==== Document extract

Celtic (who recently parted ways with embattled manager Neil Lennon) and the Scottish league are certainly not what they used to be in global football’s hierarchy, with Harper himself stating his reserve opposition is an odd mix of academy teenagers and part-time adult pros. But graduating from the reserves at a busy club constantly cycling in new transfers is no easy feat, and the length of time between the signing’s completion and its first appearances as a rumor in January implies Celtic were eager to either keep Harper or earn a substantial fee for his contract.
Harper was listed as a “winger” and “midfielder” in New York’s press release on Friday morning, while the Sacramento native himself stated he sees himself as a “front three” player. But it is unclear both due to Harper’s playing background and Red Bulls coach Gerhard Struber’s to-be-determined tactical details where exactly he will be deployed on the field.
Harper’s highlight reels show a daring wide player comfortable using his speed to go past players both on the side of the box to deliver a cross or deep in the midfield to run at goal. While the current Red Bulls attacking midfield corps includes clever passers like Caden Clark and Florian Valot and predatory scorers like Daniel Royer and Omir Fernandez, a direct dribbler like Harper could add a new dimension to the New York attack wherever he is placed in the lineup.
However questions linger about whether a role exists for a wide forward player in the narrow midfield diamond tactical system traditionally preferred by new Red Bulls manager Gerhard Struber. Struber’s teams have typically relied on fullbacks and the inside-out movement of central strikers rather than traditional wingers to provide width, and the signings of line-hugging fullback Tom Edwards and pacey target striker Fábio Gomes Netto have further foreshadowed such an approach. Struber may plan on using a variety of formations in New York, but more likely is the conversion of the speedster Harper into one of the hard-pressing spearheads (perhaps in a front two rather than Harper’s preferred “front three”) at the top of Struber’s attack.

========

| Study questions |
1) Translate this sentence from the Harper article into Spanish: "Harper’s highlight reels show a daring wide player comfortable using his speed to go past players both on the side of the box to deliver a cross or deep in the midfield to run at goal."
2) Reproduce the passage of the Harper article between "Harper was listed" and "in the lineup.", inclusive.
The listing has nothing to do with the article about Harper's move to the Red Bulls.

==== Extracted information

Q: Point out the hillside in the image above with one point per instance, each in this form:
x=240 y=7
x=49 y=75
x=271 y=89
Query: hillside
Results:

========

| List of answers |
1) Los videos con las mejores jugadas de Harper muestran a un jugador de banda atrevido, que se siente cómodo usando su velocidad para superar a los rivales tanto por el costado del área para enviar un centro como en lo profundo del mediocampo para encarar hacia el arco.

2)
Harper was listed as a “winger” and “midfielder” in New York’s press release on Friday morning, while the Sacramento native himself stated he sees himself as a “front three” player. But it is unclear both due to Harper’s playing background and Red Bulls coach Gerhard Struber’s to-be-determined tactical details where exactly he will be deployed on the field.
Harper’s highlight reels show a daring wide player comfortable using his speed to go past players both on the side of the box to deliver a cross or deep in the midfield to run at goal. While the current Red Bulls attacking midfield corps includes clever passers like Caden Clark and Florian Valot and predatory scorers like Daniel Royer and Omir Fernandez, a direct dribbler like Harper could add a new dimension to the New York attack wherever he is placed in the lineup.